• **Records shown**:
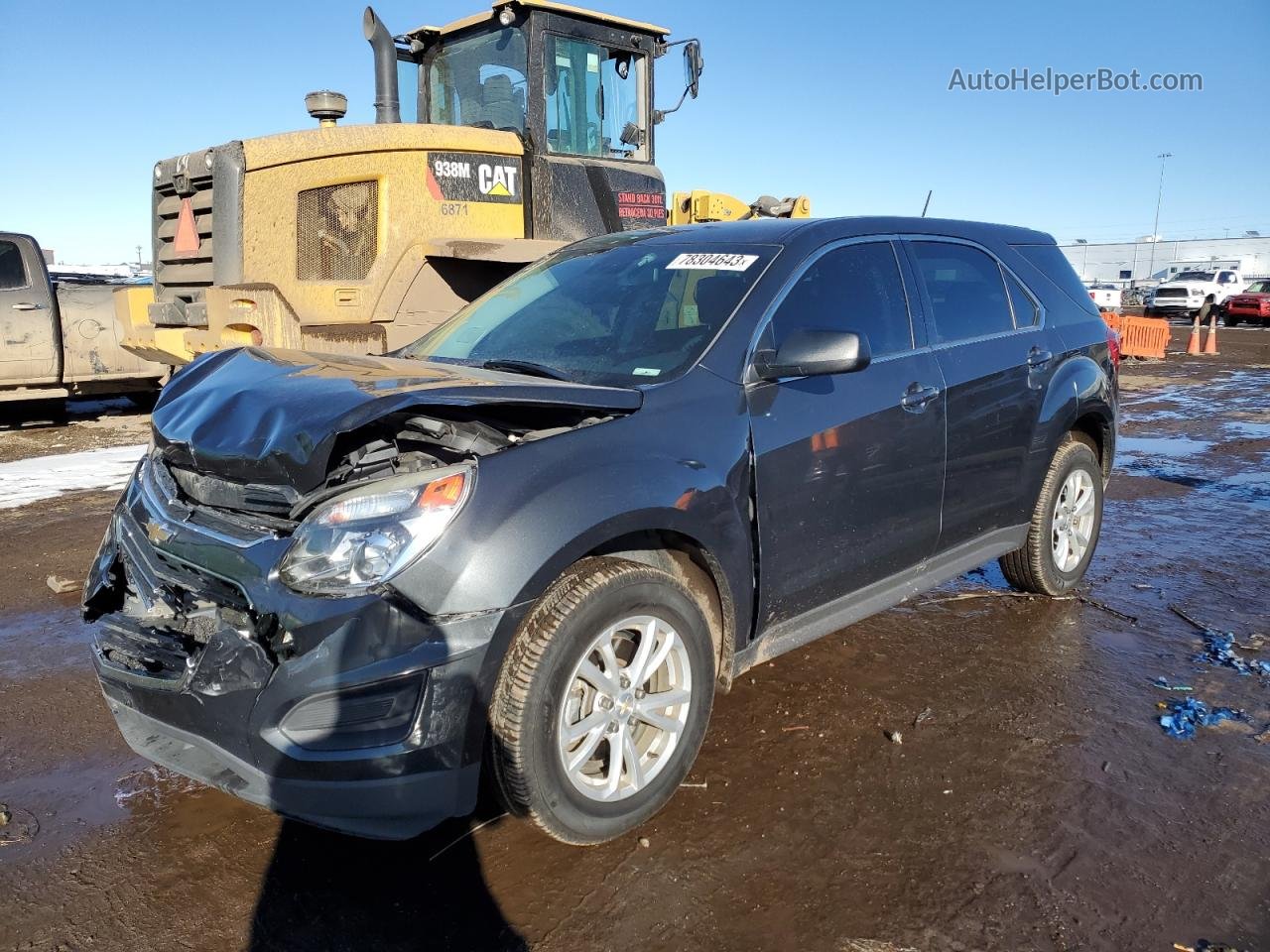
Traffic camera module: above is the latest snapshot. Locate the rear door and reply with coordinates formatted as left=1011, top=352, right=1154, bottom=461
left=0, top=232, right=61, bottom=385
left=748, top=239, right=944, bottom=627
left=904, top=237, right=1063, bottom=551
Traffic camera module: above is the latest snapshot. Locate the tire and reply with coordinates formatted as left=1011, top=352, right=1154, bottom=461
left=999, top=434, right=1102, bottom=595
left=490, top=558, right=715, bottom=845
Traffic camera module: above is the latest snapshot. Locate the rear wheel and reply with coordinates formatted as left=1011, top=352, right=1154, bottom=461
left=1001, top=435, right=1102, bottom=595
left=490, top=558, right=715, bottom=844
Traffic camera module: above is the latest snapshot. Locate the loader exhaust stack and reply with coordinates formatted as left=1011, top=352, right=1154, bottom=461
left=362, top=6, right=401, bottom=122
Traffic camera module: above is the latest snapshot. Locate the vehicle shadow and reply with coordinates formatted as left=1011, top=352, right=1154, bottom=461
left=248, top=794, right=528, bottom=952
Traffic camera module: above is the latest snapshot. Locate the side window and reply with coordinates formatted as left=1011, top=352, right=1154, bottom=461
left=0, top=239, right=27, bottom=291
left=398, top=59, right=419, bottom=122
left=912, top=241, right=1015, bottom=341
left=772, top=241, right=913, bottom=357
left=543, top=35, right=647, bottom=159
left=427, top=27, right=528, bottom=132
left=1006, top=274, right=1040, bottom=327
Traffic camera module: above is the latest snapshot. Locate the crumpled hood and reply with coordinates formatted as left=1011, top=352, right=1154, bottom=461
left=153, top=348, right=643, bottom=493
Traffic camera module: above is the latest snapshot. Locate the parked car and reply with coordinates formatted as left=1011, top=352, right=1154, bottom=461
left=0, top=237, right=168, bottom=403
left=1085, top=285, right=1120, bottom=311
left=1225, top=280, right=1270, bottom=327
left=83, top=218, right=1119, bottom=844
left=1144, top=268, right=1247, bottom=317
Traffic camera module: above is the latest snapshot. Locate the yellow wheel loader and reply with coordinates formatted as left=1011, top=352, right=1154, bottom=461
left=115, top=0, right=811, bottom=364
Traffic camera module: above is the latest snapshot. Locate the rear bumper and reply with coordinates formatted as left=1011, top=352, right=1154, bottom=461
left=104, top=690, right=479, bottom=839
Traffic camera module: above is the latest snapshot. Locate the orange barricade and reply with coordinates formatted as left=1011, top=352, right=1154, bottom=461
left=1102, top=311, right=1169, bottom=361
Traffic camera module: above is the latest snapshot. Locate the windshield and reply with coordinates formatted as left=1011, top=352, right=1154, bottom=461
left=428, top=27, right=528, bottom=133
left=403, top=237, right=777, bottom=386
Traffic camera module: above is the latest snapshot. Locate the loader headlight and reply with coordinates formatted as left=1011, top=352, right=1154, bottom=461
left=278, top=466, right=475, bottom=595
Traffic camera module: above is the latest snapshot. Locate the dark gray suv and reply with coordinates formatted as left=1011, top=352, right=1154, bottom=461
left=85, top=218, right=1119, bottom=843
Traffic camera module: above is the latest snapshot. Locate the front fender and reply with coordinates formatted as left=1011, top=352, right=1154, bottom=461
left=1025, top=353, right=1116, bottom=499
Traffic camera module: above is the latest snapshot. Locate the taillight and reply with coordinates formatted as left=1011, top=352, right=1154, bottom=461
left=1107, top=327, right=1120, bottom=371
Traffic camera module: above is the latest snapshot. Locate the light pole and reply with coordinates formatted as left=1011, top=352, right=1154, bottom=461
left=1147, top=153, right=1174, bottom=281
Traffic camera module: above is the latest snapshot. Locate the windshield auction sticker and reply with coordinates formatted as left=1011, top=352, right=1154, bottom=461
left=666, top=251, right=758, bottom=272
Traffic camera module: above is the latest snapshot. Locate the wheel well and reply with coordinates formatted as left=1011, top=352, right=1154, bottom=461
left=1071, top=414, right=1111, bottom=480
left=586, top=531, right=736, bottom=690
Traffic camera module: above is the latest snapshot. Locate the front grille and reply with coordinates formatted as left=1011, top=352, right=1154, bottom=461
left=296, top=181, right=380, bottom=281
left=169, top=462, right=300, bottom=516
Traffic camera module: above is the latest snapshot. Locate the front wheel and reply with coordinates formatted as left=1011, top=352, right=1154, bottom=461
left=490, top=558, right=715, bottom=844
left=1001, top=436, right=1102, bottom=595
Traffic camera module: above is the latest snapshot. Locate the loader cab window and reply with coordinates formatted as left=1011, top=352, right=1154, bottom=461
left=427, top=27, right=528, bottom=135
left=543, top=33, right=648, bottom=160
left=398, top=58, right=419, bottom=122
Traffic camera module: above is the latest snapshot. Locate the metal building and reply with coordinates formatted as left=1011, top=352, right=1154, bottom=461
left=1060, top=237, right=1270, bottom=286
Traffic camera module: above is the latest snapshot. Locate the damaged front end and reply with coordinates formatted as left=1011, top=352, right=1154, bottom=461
left=83, top=352, right=635, bottom=838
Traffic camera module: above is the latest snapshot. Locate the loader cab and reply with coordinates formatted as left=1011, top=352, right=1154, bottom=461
left=398, top=0, right=701, bottom=241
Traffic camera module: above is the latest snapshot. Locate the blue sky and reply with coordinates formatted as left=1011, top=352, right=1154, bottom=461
left=0, top=0, right=1270, bottom=263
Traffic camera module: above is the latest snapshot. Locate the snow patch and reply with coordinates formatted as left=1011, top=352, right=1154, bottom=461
left=0, top=443, right=146, bottom=509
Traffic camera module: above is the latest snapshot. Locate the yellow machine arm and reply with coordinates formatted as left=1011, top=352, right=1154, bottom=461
left=667, top=189, right=812, bottom=225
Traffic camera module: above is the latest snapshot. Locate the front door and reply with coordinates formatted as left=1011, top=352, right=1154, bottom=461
left=0, top=232, right=61, bottom=386
left=748, top=240, right=945, bottom=627
left=906, top=240, right=1065, bottom=551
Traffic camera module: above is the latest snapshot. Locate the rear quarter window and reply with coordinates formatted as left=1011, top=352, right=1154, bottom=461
left=1011, top=245, right=1098, bottom=317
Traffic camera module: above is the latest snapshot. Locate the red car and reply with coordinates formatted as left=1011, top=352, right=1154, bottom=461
left=1224, top=280, right=1270, bottom=327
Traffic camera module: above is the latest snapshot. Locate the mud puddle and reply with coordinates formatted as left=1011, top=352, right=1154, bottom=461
left=0, top=350, right=1270, bottom=952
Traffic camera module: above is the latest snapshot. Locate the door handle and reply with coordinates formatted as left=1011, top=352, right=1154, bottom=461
left=899, top=384, right=940, bottom=413
left=1028, top=346, right=1054, bottom=367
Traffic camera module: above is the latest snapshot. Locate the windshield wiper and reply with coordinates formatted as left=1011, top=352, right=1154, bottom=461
left=481, top=358, right=569, bottom=381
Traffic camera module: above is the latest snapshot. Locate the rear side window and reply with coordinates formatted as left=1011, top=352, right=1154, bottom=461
left=0, top=239, right=27, bottom=291
left=912, top=241, right=1015, bottom=343
left=1006, top=274, right=1040, bottom=327
left=772, top=241, right=913, bottom=357
left=1012, top=245, right=1098, bottom=316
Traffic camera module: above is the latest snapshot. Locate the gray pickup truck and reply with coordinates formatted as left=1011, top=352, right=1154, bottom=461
left=0, top=231, right=168, bottom=404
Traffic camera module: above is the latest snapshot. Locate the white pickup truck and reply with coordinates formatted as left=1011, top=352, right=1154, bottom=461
left=0, top=237, right=168, bottom=404
left=1146, top=268, right=1248, bottom=317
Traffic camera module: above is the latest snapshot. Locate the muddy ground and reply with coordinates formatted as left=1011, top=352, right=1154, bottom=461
left=0, top=329, right=1270, bottom=952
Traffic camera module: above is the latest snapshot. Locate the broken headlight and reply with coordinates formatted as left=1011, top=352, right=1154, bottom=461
left=278, top=466, right=475, bottom=595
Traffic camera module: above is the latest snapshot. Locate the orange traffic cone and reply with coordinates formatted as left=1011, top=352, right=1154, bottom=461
left=1187, top=317, right=1201, bottom=354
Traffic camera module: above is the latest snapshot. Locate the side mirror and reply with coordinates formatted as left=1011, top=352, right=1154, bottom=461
left=754, top=330, right=872, bottom=380
left=684, top=40, right=706, bottom=99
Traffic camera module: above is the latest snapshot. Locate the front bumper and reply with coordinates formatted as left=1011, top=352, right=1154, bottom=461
left=85, top=463, right=523, bottom=839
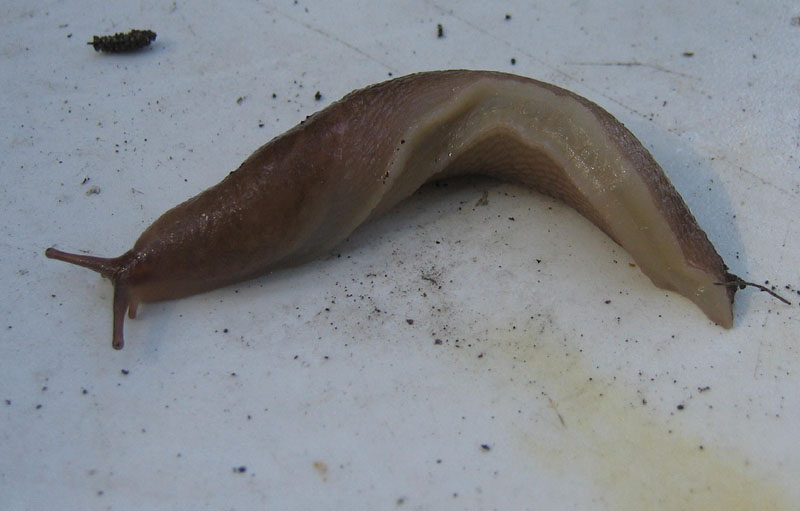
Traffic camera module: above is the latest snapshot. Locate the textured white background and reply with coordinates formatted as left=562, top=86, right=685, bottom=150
left=0, top=0, right=800, bottom=510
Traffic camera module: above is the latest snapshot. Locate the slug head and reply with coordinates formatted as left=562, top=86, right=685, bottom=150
left=44, top=247, right=141, bottom=350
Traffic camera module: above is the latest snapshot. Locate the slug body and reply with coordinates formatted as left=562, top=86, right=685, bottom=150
left=46, top=71, right=736, bottom=349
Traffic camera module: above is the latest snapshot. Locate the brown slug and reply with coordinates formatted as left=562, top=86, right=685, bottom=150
left=45, top=70, right=742, bottom=349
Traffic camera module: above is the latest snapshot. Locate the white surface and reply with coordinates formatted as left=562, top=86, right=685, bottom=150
left=0, top=0, right=800, bottom=510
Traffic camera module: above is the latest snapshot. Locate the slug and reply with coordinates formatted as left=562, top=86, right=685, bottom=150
left=45, top=70, right=743, bottom=349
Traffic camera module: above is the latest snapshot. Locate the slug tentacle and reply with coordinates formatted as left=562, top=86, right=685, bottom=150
left=46, top=70, right=738, bottom=349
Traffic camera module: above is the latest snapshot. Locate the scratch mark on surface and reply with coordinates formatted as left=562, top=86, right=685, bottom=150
left=266, top=9, right=397, bottom=73
left=565, top=60, right=698, bottom=80
left=542, top=392, right=567, bottom=429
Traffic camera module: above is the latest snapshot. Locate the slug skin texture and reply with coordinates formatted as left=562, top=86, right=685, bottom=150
left=46, top=71, right=736, bottom=349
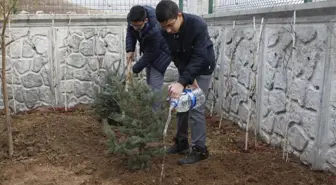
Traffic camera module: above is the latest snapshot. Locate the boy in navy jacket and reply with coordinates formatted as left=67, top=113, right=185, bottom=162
left=156, top=0, right=216, bottom=164
left=126, top=5, right=171, bottom=109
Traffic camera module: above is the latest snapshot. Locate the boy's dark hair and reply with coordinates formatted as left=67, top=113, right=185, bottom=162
left=128, top=5, right=147, bottom=21
left=156, top=0, right=180, bottom=22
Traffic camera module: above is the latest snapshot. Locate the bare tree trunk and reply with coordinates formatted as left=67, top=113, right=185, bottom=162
left=1, top=17, right=14, bottom=158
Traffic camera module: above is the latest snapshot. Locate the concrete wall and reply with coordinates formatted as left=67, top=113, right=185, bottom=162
left=204, top=1, right=336, bottom=171
left=0, top=2, right=336, bottom=173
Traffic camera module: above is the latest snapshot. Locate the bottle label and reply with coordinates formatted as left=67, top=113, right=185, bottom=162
left=185, top=89, right=196, bottom=109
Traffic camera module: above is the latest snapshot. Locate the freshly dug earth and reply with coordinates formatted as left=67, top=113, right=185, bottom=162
left=0, top=109, right=336, bottom=185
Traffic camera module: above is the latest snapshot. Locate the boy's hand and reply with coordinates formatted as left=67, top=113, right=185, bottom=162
left=126, top=52, right=134, bottom=62
left=168, top=82, right=184, bottom=99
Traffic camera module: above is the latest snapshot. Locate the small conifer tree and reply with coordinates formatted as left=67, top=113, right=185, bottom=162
left=95, top=73, right=168, bottom=170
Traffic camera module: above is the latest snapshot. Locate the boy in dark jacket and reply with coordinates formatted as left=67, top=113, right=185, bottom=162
left=156, top=0, right=216, bottom=164
left=126, top=5, right=171, bottom=108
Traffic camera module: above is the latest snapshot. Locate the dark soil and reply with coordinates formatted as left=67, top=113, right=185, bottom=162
left=0, top=105, right=336, bottom=185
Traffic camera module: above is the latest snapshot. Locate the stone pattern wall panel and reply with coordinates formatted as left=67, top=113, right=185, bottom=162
left=0, top=28, right=54, bottom=112
left=55, top=26, right=124, bottom=106
left=260, top=24, right=328, bottom=164
left=218, top=26, right=258, bottom=128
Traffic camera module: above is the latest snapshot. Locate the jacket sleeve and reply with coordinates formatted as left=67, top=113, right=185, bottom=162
left=178, top=25, right=209, bottom=87
left=126, top=14, right=137, bottom=52
left=133, top=32, right=160, bottom=73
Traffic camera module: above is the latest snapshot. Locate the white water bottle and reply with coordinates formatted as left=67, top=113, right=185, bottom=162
left=170, top=87, right=205, bottom=112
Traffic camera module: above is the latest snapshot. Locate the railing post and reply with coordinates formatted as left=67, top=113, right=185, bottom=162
left=208, top=0, right=213, bottom=14
left=179, top=0, right=183, bottom=12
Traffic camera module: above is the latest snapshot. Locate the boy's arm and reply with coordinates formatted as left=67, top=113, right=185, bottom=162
left=126, top=14, right=136, bottom=53
left=178, top=25, right=209, bottom=87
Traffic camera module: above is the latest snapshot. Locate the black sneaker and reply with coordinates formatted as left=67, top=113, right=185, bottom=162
left=166, top=138, right=189, bottom=155
left=178, top=146, right=209, bottom=165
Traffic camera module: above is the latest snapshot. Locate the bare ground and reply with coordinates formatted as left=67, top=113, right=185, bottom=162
left=0, top=105, right=336, bottom=185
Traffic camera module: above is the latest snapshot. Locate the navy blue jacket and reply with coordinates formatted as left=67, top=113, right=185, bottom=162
left=126, top=6, right=171, bottom=74
left=162, top=13, right=216, bottom=86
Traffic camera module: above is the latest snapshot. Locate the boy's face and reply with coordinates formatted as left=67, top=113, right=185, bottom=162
left=160, top=13, right=183, bottom=34
left=131, top=18, right=148, bottom=31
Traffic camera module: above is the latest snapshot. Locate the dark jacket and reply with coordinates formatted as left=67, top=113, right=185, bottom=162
left=163, top=13, right=216, bottom=86
left=126, top=6, right=171, bottom=74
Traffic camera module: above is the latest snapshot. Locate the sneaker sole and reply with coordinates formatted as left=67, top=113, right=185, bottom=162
left=166, top=149, right=190, bottom=155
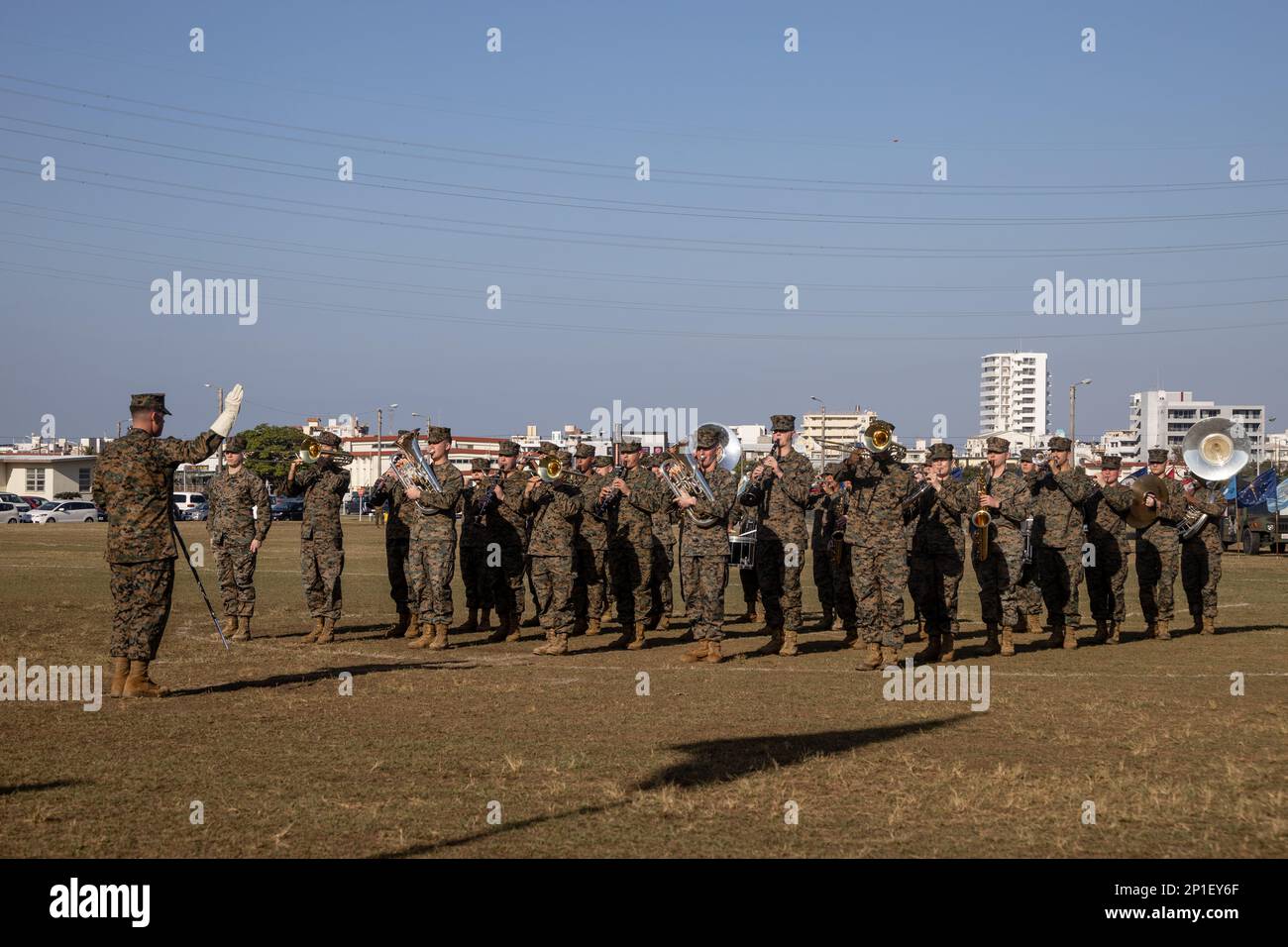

• **Goal**:
Reproduce the listing verbatim, from its first line up to and including the line that contains "left=904, top=237, right=1063, bottom=551". Omit the pictures.

• **The reply**:
Traffic camera module: above is the latest snapshot. Locate the rear door and reply with coordinates formatted as left=1011, top=352, right=1154, bottom=461
left=0, top=232, right=61, bottom=385
left=748, top=239, right=944, bottom=627
left=904, top=237, right=1063, bottom=551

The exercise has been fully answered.